▶ **Required work**
What you produce should be the lines from the line containing "Target: bare soil" through the last line below, both ends included, reproduced exactly and without pictures.

Image point grounding data:
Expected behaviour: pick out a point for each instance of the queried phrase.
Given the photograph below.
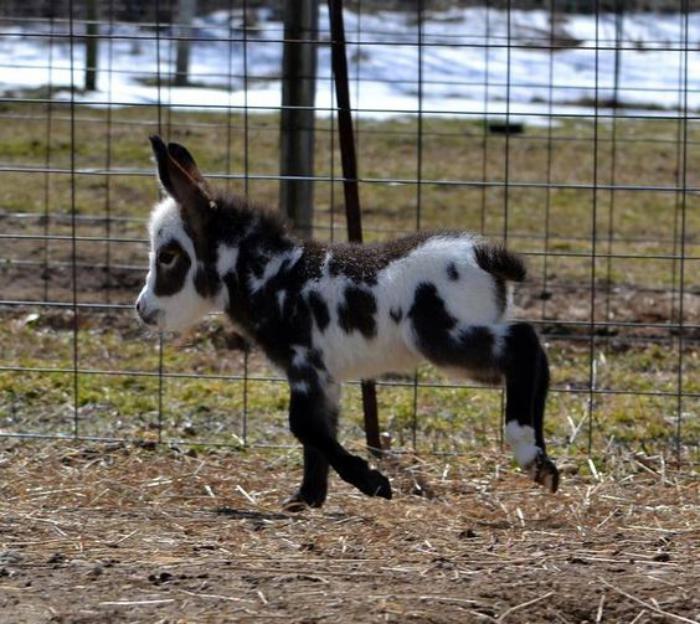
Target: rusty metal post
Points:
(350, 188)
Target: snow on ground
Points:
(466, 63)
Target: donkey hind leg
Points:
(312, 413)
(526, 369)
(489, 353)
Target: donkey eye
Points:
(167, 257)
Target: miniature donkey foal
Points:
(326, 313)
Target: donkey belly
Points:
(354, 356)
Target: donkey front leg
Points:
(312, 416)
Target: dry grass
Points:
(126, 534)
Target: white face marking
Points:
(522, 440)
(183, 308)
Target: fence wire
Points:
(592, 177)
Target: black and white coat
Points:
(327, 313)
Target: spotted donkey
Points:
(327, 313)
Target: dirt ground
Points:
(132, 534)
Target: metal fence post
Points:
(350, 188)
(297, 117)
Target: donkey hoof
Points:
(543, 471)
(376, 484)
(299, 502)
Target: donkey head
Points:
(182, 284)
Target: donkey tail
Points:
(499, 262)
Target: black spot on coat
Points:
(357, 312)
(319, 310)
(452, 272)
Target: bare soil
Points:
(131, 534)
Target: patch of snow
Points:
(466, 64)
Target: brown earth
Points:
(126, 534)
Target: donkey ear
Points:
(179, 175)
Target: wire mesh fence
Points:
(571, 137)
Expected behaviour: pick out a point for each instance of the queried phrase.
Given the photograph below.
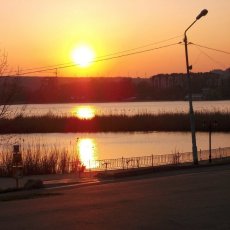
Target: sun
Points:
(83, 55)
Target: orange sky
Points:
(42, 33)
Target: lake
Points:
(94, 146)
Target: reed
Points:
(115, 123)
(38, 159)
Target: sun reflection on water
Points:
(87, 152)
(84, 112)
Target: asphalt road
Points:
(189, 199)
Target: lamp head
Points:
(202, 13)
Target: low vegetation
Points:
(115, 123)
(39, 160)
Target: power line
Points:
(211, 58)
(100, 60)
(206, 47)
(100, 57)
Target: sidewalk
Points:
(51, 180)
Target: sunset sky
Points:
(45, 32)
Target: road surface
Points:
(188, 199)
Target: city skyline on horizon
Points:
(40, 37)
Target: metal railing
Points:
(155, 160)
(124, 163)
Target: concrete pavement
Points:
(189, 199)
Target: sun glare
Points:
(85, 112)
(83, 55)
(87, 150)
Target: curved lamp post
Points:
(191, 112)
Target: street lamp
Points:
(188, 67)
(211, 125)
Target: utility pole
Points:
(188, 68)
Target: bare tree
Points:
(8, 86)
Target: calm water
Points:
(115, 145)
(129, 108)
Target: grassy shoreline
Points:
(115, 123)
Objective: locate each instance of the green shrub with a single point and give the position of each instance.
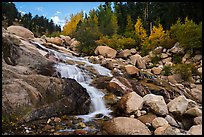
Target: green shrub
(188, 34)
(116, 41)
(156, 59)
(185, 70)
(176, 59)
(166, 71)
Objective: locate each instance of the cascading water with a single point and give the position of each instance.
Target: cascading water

▶ **Task solution**
Target: bare soil
Points:
(131, 534)
Target: patch of snow
Points:
(466, 64)
Target: brown earth
Points:
(126, 534)
Target: donkey ear
Points:
(179, 175)
Target: wire mesh fence
Points:
(571, 137)
Expected behaviour: pick out a point for each instance of the queried phrase.
Given the photograph below.
Target: sun
Points:
(83, 55)
Target: orange sky
Points:
(42, 33)
Target: lake
Points:
(94, 146)
Target: reed
Points:
(115, 123)
(38, 159)
Target: sun reflection on water
Points:
(87, 152)
(84, 112)
Target: asphalt road
Points:
(189, 199)
Target: lamp head
Points:
(202, 13)
Target: low vegetation
Points:
(115, 123)
(39, 160)
Target: power line
Points:
(211, 58)
(100, 60)
(206, 47)
(100, 57)
Target: sidewalk
Points:
(51, 180)
Target: sunset sky
Points:
(45, 32)
Target: road surface
Points:
(188, 199)
Target: city skyline on horizon
Points:
(40, 37)
Target: metal railing
Points:
(155, 160)
(124, 163)
Target: concrete pavement
Points:
(189, 199)
Target: sun glare
Points:
(85, 112)
(83, 55)
(87, 150)
Target: curved lamp post
Points:
(191, 112)
Target: street lamp
Points:
(188, 67)
(211, 125)
Target: utility pole
Points:
(188, 68)
Target: bare tree
Points:
(8, 86)
Target: calm water
Points:
(115, 145)
(129, 108)
Target: grassy shoreline
Points:
(115, 123)
Objective: locate each instance of the green shrub with a single point and give the position of each instance.
Target: green shrub
(188, 34)
(116, 41)
(156, 59)
(185, 70)
(176, 59)
(166, 71)
Objective: locate each instance of the cascading water with a single point and give the position of each instance.
Target: cascading water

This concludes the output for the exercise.